Advances in AI and deep learning have enabled the rapid evolution in the fields of computer vision and image analysis. This is all made possible by the emergence and progress of Convolutional Neural Networks (CNNs). Read on to learn more about what is a CNN, how many layers are used in a CNN and what is their purpose. Additionally, we will cover the ImageNet challenge and how it helped shape the most popular CNN architectures.
What Is a Convolutional Neural Network?
A Convolutional Neural Network (CNN) is a deep learning algorithm that can recognize and classify features in images for computer vision. It is a multi-layer neural network designed to analyze visual inputs and perform tasks such as image classification, segmentation and object detection, which can be useful for autonomous vehicles. CNNs can also be used for deep learning applications in healthcare, such as medical imaging.

**EXTRACTED DATA**.
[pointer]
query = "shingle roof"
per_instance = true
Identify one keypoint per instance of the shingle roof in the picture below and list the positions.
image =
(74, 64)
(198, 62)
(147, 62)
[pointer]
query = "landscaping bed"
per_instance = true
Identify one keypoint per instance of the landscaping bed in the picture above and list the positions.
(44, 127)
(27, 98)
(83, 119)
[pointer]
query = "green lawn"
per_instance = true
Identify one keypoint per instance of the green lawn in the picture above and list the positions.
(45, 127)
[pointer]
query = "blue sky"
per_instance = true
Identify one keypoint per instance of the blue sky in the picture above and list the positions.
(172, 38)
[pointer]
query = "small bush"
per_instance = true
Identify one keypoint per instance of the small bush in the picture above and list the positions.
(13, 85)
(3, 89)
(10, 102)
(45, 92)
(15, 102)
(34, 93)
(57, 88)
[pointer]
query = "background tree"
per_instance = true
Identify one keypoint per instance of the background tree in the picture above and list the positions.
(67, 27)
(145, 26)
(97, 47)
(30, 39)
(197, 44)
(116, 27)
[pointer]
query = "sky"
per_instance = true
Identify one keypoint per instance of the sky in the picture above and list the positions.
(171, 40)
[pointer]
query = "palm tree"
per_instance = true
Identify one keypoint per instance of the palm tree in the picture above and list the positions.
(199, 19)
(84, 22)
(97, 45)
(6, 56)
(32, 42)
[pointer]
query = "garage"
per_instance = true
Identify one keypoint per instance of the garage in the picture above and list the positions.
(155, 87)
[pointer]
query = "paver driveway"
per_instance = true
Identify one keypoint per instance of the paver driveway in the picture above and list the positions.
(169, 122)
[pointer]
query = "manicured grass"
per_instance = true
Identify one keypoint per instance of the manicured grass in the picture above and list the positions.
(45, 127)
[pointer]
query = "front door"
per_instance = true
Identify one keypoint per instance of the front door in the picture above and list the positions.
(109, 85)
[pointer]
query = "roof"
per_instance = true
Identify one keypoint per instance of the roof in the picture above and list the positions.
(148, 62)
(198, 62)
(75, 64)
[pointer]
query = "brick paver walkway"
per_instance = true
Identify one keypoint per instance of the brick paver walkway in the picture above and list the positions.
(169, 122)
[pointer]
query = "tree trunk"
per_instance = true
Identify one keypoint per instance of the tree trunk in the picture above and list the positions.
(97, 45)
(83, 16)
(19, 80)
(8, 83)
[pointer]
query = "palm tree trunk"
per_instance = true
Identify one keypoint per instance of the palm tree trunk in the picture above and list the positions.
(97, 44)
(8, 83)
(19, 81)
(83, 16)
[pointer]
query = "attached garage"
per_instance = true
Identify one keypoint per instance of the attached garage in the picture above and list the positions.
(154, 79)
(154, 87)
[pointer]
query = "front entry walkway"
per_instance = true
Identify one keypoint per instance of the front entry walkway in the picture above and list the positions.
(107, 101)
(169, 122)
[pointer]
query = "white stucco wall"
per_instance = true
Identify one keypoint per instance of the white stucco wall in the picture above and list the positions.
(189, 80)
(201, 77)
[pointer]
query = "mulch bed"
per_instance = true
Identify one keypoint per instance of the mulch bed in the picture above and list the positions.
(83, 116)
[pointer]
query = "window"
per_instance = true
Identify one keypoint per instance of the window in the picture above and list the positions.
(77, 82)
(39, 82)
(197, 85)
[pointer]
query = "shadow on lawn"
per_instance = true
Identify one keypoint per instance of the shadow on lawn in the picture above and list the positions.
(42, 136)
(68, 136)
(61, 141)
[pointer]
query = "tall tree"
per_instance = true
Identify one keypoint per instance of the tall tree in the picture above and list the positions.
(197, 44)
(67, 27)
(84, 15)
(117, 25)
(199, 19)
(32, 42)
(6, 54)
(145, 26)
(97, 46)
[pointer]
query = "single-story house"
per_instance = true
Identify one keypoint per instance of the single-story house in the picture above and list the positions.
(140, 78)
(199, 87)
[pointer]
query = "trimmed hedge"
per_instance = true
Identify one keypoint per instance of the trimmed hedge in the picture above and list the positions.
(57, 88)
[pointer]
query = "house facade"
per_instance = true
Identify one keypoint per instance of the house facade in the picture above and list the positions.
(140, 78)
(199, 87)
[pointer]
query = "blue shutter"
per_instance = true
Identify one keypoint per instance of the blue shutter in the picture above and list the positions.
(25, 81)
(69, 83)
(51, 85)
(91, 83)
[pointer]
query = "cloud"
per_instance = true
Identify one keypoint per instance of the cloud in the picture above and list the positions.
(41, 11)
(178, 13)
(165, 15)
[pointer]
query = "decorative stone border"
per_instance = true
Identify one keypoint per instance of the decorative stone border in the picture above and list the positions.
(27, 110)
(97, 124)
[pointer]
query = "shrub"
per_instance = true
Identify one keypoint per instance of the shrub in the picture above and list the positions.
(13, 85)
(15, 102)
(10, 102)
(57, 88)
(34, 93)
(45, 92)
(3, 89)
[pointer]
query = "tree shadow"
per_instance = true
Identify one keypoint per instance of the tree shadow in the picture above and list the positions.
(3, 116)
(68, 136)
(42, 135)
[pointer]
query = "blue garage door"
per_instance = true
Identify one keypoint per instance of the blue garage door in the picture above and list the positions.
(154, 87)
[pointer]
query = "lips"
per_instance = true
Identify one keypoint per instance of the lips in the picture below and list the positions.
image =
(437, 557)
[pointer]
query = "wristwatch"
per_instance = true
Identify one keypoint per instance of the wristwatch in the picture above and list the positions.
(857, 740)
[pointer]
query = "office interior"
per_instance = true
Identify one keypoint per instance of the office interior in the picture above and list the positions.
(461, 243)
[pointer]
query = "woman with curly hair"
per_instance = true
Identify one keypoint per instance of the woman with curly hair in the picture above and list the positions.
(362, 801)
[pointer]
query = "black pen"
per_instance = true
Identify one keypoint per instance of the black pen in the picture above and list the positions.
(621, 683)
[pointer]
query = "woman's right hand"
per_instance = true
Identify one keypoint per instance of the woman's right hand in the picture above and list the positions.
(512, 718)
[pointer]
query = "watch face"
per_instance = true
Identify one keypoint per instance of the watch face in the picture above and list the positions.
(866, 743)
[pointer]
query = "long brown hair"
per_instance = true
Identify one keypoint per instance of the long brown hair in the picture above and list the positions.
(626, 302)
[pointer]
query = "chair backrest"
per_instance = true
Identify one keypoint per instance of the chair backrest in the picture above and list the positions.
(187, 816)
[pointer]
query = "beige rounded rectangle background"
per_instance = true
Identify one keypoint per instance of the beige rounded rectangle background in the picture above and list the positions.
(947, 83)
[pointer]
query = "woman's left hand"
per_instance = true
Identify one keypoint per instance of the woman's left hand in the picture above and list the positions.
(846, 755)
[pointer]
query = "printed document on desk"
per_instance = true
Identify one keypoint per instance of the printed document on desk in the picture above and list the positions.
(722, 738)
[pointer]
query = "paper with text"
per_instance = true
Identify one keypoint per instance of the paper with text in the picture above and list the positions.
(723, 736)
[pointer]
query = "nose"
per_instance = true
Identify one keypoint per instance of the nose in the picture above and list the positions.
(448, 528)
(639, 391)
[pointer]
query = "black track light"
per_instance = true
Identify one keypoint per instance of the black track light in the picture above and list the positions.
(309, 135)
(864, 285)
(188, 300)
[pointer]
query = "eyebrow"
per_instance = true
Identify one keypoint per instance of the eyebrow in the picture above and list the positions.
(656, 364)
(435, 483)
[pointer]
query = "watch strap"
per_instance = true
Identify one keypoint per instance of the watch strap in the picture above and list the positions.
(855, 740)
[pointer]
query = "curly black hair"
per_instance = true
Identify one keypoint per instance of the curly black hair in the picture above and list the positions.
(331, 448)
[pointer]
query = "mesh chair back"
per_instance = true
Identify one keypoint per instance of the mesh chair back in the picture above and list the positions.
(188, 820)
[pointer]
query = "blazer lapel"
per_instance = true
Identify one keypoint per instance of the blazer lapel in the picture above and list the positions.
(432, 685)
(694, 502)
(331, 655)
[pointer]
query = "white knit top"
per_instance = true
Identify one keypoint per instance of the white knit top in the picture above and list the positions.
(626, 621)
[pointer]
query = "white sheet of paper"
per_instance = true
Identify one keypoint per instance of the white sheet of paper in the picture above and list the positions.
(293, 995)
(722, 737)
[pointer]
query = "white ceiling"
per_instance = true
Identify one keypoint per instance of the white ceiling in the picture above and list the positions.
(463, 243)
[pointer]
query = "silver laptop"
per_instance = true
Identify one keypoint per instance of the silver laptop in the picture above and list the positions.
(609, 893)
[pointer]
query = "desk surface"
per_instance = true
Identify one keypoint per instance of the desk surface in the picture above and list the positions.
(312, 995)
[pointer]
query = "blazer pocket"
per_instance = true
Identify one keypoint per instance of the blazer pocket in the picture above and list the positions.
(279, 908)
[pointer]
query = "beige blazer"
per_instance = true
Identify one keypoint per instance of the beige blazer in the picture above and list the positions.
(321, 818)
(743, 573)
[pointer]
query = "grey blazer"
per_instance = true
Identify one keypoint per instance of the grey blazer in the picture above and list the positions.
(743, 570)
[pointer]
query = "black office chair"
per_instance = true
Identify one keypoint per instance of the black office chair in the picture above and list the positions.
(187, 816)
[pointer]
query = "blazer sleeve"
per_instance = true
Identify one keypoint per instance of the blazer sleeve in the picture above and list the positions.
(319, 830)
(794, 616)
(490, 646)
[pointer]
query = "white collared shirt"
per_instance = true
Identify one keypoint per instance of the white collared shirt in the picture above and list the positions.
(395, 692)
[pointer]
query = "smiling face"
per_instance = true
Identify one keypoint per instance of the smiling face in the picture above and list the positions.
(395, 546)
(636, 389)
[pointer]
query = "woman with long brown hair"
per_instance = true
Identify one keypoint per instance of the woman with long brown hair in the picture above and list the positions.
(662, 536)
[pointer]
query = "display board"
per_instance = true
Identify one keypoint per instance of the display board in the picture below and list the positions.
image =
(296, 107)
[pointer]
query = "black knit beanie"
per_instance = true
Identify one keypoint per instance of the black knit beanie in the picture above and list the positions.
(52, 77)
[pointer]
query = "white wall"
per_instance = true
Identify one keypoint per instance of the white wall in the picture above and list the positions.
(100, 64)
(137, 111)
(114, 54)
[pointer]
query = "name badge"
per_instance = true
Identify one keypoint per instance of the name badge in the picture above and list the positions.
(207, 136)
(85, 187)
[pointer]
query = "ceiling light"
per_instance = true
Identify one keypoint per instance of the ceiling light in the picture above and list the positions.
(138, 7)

**REQUIRED ACTION 1**.
Do these statements agree with the passage on convolutional neural networks? Answer yes or no for each and quote the deciding words. (a) A CNN is described as a multi-layer neural network. (b) The passage says CNNs are limited to image classification. (c) The passage names medical imaging as a healthcare use of CNNs.
**REQUIRED ACTION 2**.
Could you extend the passage on convolutional neural networks, starting after its final sentence?
This material has no connection to the passage on convolutional neural networks.

**ANSWER SPACE 1**.
(a) Yes: "It is a multi-layer neural network designed to analyze visual inputs"
(b) No: "perform tasks such as image classification, segmentation and object detection"
(c) Yes: "CNNs can also be used for deep learning applications in healthcare, such as medical imaging."

**ANSWER SPACE 2**.
There are two main parts to a CNN:
- A convolution tool that splits the various features of the image for analysis
- A fully connected layer that uses the output of the convolution layer to predict the best description for the image
Basic Convolutional Neural Network Architecture
CNN architecture is inspired by the organization and functionality of the visual cortex and designed to mimic the connectivity pattern of neurons within the human brain.
The neurons within a CNN are split into a three-dimensional structure, with each set of neurons analyzing a small region or feature of the image. In other words, each group of neurons specializes in identifying one part of the image. CNNs use the predictions from the layers to produce a final output that presents a vector of probability scores to represent the likelihood that a specific feature belongs to a certain class.
How a Convolutional Neural Network Works━The CNN layers
A CNN is composed of several kinds of layers:
Convolutional layer – creates a feature map to predict the class probabilities for each feature by applying a filter that scans the whole image, few pixels at a time.
Pooling layer (downsampling) – scales down the amount of information the convolutional layer generated for each feature and maintains the most essential information (the process of the convolutional and pooling layers usually repeats several times).
Fully connected input layer – “flattens” the outputs generated by previous layers to turn them into a single vector that can be used as an input for the next layer.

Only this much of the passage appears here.